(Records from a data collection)
┄┄┄┄┄┄┄┄┄┄┄┄┄┄┄┄┄┄┄┄

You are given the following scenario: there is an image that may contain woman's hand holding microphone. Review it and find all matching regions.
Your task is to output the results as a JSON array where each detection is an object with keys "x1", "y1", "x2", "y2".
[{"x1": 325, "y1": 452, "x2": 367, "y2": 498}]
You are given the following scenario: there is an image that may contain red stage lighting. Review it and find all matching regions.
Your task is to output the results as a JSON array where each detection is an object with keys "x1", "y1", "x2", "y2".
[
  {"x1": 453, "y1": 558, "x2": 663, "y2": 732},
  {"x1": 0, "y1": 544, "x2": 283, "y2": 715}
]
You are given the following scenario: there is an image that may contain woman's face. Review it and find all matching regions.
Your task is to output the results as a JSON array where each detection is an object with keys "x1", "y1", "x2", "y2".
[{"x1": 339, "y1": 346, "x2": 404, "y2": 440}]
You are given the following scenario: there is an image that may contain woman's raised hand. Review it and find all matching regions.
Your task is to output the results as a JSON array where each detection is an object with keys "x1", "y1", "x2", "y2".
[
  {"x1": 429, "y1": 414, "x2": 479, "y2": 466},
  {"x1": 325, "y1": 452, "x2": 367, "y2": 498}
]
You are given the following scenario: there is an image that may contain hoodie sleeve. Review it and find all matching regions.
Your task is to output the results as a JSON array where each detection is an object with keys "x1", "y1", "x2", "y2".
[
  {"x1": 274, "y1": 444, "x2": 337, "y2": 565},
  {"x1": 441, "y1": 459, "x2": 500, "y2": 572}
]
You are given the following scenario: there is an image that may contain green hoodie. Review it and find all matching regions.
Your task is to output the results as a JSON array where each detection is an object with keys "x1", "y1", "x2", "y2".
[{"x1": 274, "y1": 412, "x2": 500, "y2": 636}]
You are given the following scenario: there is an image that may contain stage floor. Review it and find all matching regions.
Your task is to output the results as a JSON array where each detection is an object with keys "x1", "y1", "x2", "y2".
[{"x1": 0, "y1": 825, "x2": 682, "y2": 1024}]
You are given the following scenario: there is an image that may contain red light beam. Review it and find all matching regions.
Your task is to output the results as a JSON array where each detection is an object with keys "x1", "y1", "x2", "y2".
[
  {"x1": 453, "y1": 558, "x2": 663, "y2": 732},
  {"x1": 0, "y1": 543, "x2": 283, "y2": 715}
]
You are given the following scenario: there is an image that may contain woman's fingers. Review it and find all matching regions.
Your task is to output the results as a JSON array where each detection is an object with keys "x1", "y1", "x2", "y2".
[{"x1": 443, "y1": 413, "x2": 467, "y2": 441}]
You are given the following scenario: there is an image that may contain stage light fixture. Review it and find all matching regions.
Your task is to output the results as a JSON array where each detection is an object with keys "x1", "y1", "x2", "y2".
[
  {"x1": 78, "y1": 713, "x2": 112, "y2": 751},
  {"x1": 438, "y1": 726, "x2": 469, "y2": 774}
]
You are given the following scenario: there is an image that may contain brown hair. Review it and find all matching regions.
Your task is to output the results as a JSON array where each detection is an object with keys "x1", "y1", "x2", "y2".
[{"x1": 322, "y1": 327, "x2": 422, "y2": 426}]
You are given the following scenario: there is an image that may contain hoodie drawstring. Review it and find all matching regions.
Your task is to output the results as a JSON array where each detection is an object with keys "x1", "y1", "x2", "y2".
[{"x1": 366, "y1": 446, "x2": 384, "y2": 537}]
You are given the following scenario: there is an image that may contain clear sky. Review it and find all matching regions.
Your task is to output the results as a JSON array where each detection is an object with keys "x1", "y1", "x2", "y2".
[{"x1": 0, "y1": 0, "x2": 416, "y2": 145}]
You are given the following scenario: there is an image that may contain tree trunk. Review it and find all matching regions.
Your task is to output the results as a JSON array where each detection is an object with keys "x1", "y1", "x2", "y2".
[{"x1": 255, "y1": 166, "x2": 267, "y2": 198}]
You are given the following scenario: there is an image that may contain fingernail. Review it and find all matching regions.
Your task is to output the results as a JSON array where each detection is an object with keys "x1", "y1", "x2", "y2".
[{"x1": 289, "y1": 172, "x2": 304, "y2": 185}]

┄┄┄┄┄┄┄┄┄┄┄┄┄┄┄┄┄┄┄┄

> [INSTRUCTIONS FOR THE TASK] From the listing above, select each line that contains the string "hoodie" and copy it out unchanged.

> [RESULT FOR THIS TASK]
You are given the following scenario: there is an image that may contain hoodie sleeve. Review it and find all matching regions.
You are given the following scenario: there is an image that may contain green hoodie. Review it and find all matching regions.
You are given the following scenario: there is an image that may contain hoodie drawstring. Review it and find all matching regions.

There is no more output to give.